[START DATASET ENTRIES]
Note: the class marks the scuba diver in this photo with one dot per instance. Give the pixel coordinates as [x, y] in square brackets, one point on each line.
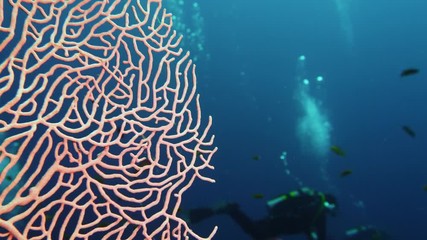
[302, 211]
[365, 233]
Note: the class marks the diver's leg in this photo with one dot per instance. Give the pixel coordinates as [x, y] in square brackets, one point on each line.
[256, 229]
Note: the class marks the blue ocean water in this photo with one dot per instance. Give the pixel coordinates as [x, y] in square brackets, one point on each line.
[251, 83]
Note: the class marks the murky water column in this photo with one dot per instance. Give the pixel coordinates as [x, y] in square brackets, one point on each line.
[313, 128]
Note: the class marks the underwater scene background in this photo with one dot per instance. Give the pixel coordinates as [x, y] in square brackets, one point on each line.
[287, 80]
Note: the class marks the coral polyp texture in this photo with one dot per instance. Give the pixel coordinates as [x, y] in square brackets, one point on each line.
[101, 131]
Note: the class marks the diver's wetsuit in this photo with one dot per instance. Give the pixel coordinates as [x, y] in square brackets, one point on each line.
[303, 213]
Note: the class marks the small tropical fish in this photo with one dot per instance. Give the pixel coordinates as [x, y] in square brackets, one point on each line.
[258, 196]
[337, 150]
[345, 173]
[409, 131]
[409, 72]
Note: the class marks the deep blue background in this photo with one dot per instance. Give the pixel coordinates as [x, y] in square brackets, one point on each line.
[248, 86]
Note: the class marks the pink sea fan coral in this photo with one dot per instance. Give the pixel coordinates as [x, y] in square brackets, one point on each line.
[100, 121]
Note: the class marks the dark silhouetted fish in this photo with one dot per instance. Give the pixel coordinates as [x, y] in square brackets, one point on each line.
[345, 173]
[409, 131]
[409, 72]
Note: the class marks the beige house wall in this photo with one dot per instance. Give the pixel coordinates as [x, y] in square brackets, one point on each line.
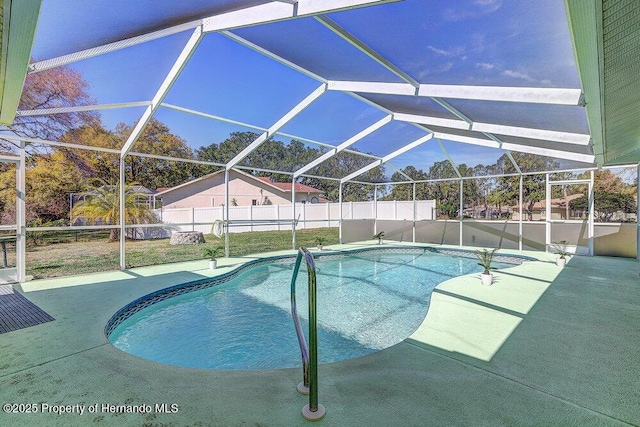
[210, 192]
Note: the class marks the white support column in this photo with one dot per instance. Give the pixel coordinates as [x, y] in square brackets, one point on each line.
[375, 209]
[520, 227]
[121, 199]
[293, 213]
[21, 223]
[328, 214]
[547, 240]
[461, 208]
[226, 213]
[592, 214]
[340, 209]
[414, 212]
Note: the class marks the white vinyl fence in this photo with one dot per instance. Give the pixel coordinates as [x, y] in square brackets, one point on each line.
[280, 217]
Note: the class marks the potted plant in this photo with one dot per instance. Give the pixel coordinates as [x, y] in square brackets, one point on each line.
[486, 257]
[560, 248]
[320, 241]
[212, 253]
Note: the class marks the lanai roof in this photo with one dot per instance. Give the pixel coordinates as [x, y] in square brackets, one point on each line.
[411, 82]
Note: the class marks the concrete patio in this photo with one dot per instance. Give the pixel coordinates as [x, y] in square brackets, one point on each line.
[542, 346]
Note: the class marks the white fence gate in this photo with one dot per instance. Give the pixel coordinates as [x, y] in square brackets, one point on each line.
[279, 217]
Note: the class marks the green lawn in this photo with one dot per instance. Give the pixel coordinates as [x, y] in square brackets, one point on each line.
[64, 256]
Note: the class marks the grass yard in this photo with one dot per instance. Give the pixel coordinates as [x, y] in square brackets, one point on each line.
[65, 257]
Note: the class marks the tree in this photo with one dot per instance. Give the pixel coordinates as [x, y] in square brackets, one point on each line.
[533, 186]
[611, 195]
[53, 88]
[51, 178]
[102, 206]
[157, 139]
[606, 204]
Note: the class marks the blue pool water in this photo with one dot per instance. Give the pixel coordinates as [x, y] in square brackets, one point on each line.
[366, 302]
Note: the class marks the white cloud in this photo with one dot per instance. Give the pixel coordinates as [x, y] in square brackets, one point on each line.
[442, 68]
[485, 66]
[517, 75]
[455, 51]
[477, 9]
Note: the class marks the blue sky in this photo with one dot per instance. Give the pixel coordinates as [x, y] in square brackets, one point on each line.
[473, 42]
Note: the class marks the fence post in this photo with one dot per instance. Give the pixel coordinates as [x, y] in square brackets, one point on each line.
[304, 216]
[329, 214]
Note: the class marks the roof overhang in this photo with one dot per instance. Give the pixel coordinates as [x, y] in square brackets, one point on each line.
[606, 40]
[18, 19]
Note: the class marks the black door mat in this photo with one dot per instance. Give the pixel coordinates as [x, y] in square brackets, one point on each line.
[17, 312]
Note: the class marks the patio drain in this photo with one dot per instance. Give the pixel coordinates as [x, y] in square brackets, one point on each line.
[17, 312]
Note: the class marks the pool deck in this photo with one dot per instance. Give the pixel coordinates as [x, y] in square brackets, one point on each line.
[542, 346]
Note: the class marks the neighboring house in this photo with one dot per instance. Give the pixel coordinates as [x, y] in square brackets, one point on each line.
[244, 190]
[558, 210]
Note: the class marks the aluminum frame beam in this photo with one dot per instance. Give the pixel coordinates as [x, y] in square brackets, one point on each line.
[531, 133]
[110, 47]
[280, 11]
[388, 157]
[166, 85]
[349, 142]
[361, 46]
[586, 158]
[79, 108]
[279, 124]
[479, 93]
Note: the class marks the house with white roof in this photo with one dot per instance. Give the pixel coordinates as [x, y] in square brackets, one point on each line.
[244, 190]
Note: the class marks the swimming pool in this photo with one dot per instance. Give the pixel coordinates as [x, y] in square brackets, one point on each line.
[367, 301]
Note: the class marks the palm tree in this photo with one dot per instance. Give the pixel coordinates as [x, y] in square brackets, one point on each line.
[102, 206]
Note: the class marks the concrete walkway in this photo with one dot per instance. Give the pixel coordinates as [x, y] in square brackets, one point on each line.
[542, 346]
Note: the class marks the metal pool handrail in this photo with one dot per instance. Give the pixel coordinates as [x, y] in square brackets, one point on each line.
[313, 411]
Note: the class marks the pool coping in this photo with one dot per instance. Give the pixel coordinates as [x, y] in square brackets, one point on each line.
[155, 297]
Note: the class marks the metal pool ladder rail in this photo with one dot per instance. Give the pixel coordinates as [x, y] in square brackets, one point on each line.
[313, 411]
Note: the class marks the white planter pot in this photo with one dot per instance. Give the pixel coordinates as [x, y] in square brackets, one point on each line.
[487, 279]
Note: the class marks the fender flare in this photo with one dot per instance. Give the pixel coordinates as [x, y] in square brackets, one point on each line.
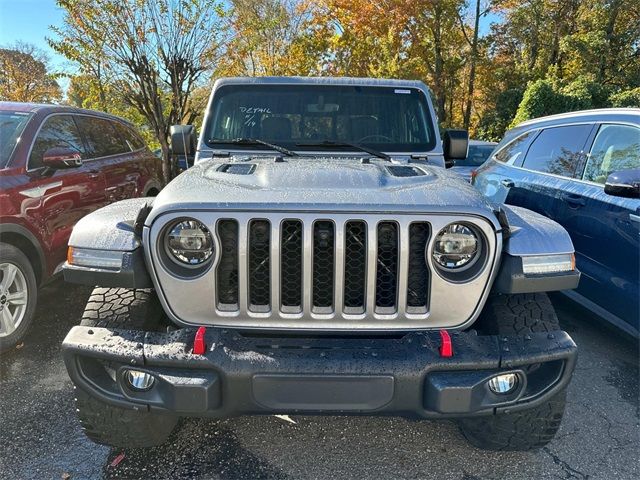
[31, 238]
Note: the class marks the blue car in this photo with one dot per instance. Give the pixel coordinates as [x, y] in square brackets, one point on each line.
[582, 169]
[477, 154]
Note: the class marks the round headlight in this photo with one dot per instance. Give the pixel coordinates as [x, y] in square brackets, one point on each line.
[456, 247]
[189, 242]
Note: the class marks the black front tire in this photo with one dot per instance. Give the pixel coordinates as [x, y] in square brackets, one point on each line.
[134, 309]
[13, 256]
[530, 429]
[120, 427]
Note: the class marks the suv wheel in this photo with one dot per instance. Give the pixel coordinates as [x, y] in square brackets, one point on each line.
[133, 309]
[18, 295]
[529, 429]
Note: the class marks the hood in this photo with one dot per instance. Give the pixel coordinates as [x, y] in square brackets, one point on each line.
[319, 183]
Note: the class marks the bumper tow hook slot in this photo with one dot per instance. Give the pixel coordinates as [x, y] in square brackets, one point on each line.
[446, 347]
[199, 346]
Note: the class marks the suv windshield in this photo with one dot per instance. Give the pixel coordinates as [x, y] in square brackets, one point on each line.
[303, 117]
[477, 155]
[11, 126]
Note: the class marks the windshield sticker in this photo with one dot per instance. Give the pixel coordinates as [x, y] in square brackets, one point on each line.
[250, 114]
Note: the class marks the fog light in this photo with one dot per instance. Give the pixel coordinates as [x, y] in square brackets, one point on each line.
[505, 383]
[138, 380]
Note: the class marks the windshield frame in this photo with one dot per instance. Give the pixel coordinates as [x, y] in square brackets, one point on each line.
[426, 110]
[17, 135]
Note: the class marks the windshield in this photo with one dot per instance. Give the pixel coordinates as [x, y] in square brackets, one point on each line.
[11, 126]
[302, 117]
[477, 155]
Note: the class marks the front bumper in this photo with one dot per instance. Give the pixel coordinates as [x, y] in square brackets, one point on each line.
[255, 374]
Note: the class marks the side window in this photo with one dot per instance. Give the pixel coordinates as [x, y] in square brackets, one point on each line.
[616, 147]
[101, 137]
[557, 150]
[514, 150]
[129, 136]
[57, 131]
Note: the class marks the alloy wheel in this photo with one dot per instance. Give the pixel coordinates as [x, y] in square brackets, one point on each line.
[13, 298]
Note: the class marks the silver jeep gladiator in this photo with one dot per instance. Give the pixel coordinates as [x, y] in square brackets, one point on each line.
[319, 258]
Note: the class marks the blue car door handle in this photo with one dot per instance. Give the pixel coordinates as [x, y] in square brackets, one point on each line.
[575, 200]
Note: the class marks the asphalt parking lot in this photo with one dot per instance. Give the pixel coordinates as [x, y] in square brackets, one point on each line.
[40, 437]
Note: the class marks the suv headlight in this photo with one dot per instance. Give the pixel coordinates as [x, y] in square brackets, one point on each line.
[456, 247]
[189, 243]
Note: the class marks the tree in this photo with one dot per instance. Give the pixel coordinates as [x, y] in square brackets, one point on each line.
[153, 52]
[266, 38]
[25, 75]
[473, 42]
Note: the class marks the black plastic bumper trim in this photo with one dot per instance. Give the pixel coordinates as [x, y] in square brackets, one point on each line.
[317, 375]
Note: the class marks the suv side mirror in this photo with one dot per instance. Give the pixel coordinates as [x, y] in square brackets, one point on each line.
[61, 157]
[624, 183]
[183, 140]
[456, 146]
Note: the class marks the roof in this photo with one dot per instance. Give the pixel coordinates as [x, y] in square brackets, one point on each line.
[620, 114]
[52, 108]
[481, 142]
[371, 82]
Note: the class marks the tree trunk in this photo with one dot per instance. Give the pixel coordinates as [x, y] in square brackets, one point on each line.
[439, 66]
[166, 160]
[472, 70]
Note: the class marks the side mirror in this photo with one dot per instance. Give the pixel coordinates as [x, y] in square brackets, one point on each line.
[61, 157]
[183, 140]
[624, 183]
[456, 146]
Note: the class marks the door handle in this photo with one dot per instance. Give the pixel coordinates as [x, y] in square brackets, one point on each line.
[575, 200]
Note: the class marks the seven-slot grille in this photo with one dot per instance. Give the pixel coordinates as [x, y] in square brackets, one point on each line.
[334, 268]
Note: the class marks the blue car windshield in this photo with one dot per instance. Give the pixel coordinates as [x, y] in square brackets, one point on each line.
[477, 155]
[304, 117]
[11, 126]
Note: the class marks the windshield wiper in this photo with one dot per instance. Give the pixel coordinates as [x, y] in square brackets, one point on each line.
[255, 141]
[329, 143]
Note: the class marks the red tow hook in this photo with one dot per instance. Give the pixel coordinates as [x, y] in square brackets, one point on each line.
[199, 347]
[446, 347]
[END DATASET ENTRIES]
Copy out every line from the one containing "Note: the class marks the blue car windshield" to the end of the material, both ends included.

FINAL RESULT:
Note: the class marks the blue car windshield in this photo with one dot per instance. Give the pixel coordinates as [x, y] in square brackets, one point on each line.
[477, 155]
[304, 117]
[11, 126]
Note: the class marks the windshield wiper in this photo with one dot per instance. Give the pixel coordinates as [x, y] in square brackets, one point on each line.
[255, 141]
[329, 143]
Note: the class marks the red tow hook in this photo with one dot per instance. Give the pixel coordinates as [x, y] in square brackets, one point on each line.
[199, 347]
[446, 347]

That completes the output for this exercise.